[Records excerpted from a collection]
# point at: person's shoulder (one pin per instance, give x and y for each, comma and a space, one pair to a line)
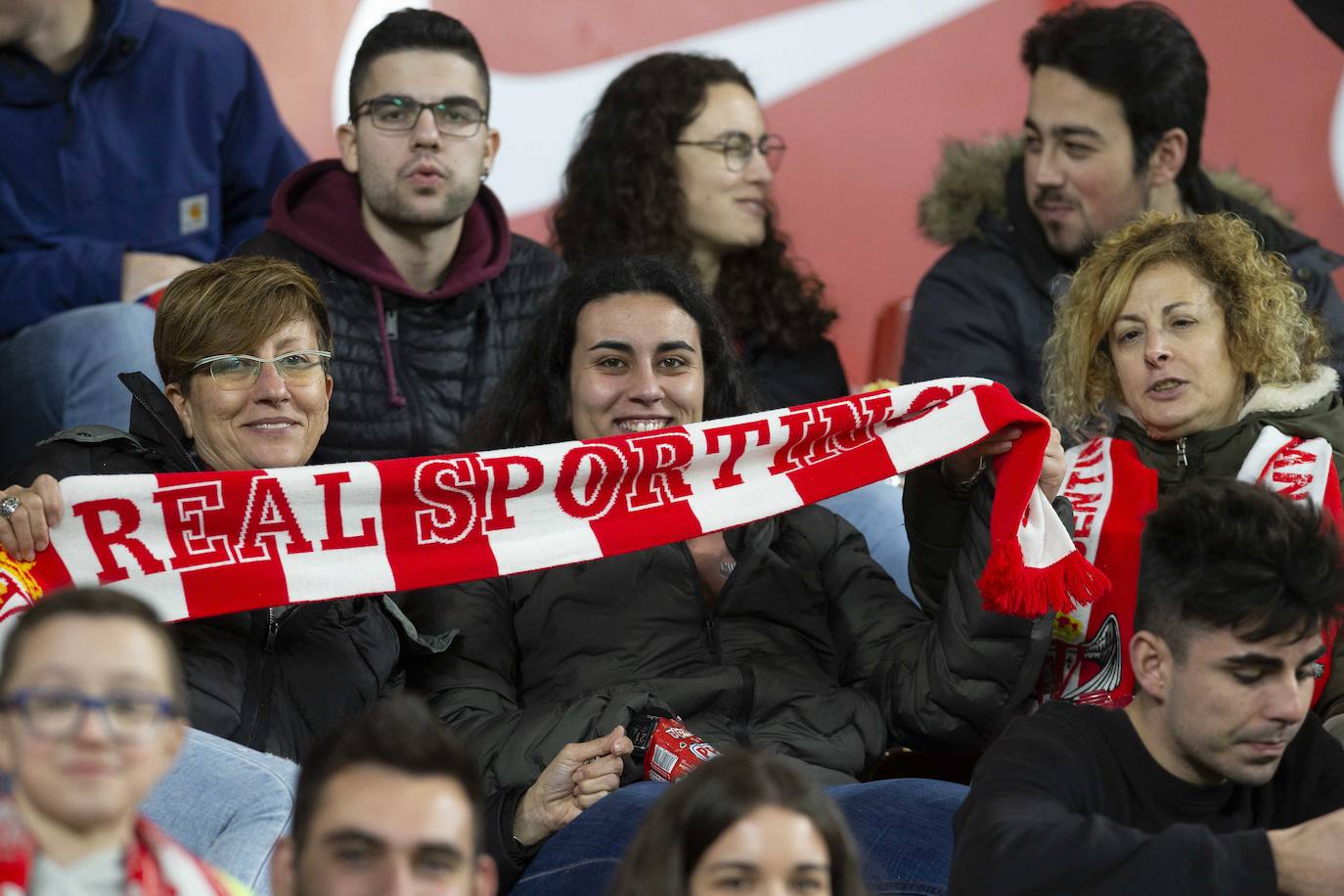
1064, 730
277, 246
190, 31
527, 251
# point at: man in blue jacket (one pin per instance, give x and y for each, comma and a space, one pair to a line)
139, 143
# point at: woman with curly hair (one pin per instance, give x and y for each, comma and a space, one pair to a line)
1182, 352
676, 161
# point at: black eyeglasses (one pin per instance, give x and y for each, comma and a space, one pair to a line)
241, 371
58, 712
737, 150
452, 117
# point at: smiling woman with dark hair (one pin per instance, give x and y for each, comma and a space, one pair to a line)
744, 823
784, 634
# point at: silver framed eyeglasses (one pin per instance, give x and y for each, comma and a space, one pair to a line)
737, 150
241, 371
60, 712
452, 117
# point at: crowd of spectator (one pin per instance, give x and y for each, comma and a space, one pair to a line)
204, 299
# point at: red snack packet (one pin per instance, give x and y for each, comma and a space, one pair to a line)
665, 748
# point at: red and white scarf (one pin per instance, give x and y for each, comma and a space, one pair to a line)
210, 543
157, 864
1111, 492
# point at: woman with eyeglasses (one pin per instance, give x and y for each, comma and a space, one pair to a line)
243, 345
676, 161
90, 716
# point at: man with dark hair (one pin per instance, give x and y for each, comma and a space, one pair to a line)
1215, 778
140, 143
384, 805
392, 797
427, 291
1114, 125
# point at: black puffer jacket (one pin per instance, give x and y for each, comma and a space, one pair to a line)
410, 367
809, 651
987, 306
270, 683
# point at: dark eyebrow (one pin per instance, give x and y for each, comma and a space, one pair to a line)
1265, 661
352, 834
441, 850
1067, 130
1167, 309
676, 345
457, 100
610, 344
1254, 661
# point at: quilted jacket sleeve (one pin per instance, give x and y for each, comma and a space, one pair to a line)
949, 676
473, 687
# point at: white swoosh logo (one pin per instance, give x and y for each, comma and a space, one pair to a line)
539, 115
1337, 141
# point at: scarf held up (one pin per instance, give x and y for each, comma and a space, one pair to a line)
200, 544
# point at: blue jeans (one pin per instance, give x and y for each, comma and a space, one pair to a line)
879, 516
62, 373
904, 828
226, 803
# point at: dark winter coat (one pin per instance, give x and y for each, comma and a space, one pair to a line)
273, 683
987, 306
410, 367
1307, 410
809, 651
161, 139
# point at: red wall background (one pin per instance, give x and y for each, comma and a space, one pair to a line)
865, 144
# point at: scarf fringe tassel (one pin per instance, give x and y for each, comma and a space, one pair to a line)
1010, 587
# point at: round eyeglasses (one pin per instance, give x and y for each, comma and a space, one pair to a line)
241, 371
58, 712
452, 117
737, 150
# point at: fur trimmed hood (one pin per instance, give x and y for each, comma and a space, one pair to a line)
1282, 399
972, 182
1278, 399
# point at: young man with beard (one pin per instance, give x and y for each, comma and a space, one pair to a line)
1215, 778
427, 291
1113, 128
390, 805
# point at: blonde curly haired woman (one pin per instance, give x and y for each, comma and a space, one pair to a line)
1181, 352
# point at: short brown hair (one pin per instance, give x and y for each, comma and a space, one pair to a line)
100, 604
1271, 335
233, 306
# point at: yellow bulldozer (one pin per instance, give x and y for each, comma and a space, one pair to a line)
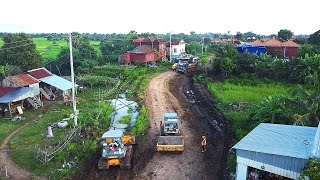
116, 150
170, 139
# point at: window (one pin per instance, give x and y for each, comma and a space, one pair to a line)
175, 50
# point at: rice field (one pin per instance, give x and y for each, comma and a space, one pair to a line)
49, 50
236, 97
230, 92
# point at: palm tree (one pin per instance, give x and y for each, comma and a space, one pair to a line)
307, 103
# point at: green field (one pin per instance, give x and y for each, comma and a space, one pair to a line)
236, 97
49, 50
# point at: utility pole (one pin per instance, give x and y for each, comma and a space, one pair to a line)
202, 44
170, 48
74, 104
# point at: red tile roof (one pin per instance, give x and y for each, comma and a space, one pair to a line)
175, 43
142, 50
273, 42
39, 73
290, 44
257, 43
22, 80
138, 40
5, 90
148, 39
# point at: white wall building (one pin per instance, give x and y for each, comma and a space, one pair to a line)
177, 48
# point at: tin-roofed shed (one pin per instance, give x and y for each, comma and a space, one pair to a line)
278, 149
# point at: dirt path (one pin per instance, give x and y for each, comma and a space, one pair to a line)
170, 92
14, 171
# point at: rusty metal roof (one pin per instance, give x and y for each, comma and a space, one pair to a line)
39, 73
22, 80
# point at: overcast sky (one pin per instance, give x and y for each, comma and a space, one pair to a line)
121, 16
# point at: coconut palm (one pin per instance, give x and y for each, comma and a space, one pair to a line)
306, 103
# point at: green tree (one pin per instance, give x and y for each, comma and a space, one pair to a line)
315, 38
20, 50
285, 34
227, 66
306, 103
273, 110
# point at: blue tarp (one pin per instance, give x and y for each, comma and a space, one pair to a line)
17, 95
251, 49
58, 82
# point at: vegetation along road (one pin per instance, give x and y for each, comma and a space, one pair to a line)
169, 92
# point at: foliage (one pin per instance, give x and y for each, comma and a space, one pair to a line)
227, 66
19, 49
125, 119
142, 122
238, 97
312, 170
285, 34
306, 103
315, 38
273, 110
193, 48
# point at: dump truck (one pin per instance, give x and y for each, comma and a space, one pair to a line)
116, 150
182, 67
170, 139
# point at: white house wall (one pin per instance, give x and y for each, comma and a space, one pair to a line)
181, 48
35, 88
284, 166
8, 83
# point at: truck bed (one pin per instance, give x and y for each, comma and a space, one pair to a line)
170, 143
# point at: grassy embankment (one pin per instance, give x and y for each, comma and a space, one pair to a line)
49, 50
81, 149
236, 99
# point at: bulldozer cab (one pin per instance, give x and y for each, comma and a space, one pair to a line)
112, 146
171, 123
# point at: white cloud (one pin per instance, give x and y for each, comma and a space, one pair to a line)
121, 16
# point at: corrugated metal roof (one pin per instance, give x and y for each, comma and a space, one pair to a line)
17, 94
256, 43
22, 80
5, 90
40, 73
112, 134
141, 50
285, 140
57, 82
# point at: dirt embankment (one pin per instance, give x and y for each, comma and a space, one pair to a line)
172, 92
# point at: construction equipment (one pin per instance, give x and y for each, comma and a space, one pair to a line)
170, 139
185, 63
182, 67
116, 150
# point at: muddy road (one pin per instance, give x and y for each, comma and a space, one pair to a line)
172, 92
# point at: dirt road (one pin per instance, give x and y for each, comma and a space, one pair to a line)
14, 171
170, 92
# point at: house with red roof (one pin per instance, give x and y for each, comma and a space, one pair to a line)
275, 47
22, 80
142, 53
158, 44
177, 48
12, 99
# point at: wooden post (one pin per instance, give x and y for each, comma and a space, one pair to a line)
10, 109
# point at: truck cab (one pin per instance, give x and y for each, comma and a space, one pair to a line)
170, 125
112, 146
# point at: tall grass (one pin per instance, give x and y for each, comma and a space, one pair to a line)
236, 97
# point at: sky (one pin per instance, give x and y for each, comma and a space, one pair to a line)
160, 17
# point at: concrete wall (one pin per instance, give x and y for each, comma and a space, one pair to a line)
289, 167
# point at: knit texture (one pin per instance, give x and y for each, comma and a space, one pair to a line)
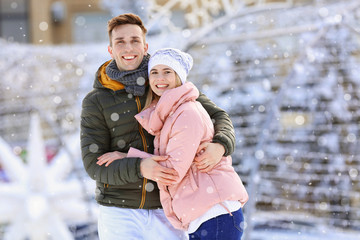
179, 61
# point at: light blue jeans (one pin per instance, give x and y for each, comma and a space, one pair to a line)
136, 224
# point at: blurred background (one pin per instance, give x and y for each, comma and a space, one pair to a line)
287, 72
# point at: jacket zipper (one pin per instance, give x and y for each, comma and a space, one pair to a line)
143, 193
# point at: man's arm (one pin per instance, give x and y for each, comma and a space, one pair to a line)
95, 141
224, 129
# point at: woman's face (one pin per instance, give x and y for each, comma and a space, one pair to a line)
161, 78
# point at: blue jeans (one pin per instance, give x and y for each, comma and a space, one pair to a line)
223, 227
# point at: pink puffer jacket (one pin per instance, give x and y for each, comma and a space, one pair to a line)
180, 124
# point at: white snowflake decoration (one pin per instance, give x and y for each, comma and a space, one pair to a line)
38, 202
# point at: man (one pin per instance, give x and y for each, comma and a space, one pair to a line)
126, 189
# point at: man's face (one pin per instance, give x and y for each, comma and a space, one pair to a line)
128, 46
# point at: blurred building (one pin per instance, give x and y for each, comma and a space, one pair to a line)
67, 21
52, 22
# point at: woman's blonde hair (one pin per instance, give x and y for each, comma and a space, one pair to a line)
151, 96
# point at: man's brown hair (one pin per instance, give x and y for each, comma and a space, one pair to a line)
126, 18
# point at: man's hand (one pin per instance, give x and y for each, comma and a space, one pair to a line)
208, 155
109, 157
151, 169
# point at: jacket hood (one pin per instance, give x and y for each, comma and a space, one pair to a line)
102, 80
153, 118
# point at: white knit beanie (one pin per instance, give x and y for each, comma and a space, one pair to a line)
179, 61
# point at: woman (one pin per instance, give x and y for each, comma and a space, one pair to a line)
207, 205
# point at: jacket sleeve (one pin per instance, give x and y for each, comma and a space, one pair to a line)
224, 129
180, 149
95, 141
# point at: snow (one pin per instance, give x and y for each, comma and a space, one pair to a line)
304, 72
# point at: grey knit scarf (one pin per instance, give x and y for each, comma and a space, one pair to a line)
134, 80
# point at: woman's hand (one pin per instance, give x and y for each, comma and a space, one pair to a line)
208, 155
109, 157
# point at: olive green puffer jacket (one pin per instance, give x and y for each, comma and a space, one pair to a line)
108, 124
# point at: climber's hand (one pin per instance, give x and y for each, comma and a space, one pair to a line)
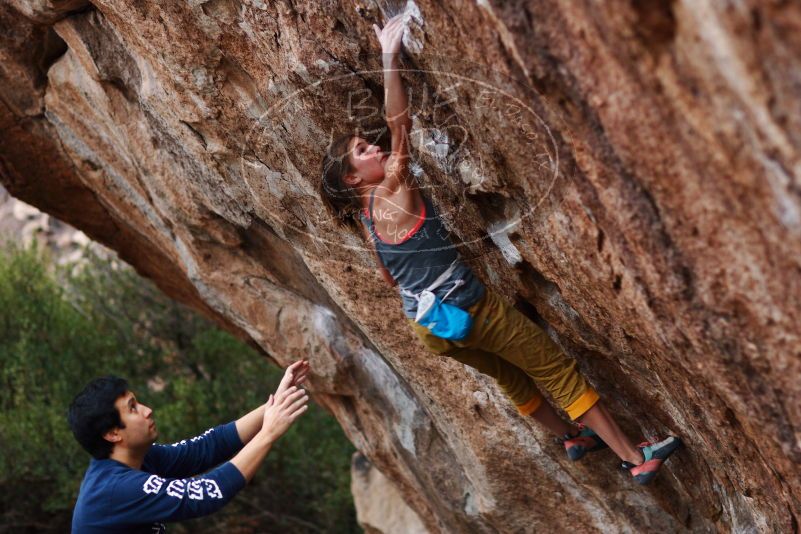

[Task details]
Retype, word for word, the lines from the one with "# point at: olive" through the last line of the entries above, and only those lines. Leave pictures out.

[Written solution]
# point at: olive green puffer jacket (one pin per instance, give x and y for each, comma and a space, one pair to a line)
108, 124
# point at: climber's hand (one pin per instance, give x and y for each, comma and a space, one pair to a line)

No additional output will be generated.